*WHAT YOU WILL DO*
The answer must be every line of the records below that holds the word "tire".

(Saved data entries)
****
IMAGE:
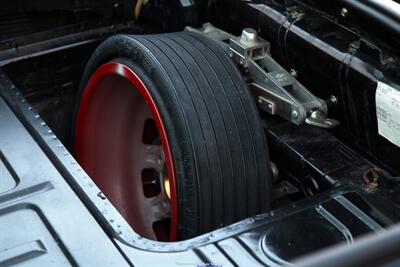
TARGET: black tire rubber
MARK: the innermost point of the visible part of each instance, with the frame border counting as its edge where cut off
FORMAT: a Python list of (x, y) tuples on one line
[(218, 145)]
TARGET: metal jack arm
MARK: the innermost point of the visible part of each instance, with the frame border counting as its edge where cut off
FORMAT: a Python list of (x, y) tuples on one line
[(276, 90)]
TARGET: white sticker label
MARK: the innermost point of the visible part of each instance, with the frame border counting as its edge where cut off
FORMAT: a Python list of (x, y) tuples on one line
[(388, 112)]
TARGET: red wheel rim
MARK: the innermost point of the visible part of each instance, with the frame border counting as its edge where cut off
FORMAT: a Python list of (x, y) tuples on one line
[(114, 114)]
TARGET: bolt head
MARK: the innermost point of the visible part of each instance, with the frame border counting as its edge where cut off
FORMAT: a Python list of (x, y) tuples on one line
[(293, 72), (249, 35)]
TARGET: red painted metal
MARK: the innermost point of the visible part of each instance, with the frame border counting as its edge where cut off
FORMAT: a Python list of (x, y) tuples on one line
[(109, 109)]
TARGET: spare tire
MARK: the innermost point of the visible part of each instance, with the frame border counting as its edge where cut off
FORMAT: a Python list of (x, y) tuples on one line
[(168, 130)]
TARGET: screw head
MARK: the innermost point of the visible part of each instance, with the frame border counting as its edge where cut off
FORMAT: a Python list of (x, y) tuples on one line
[(344, 12)]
****
*EXERCISE ANSWER*
TARGET: black tire rubber
TARGET: spare tire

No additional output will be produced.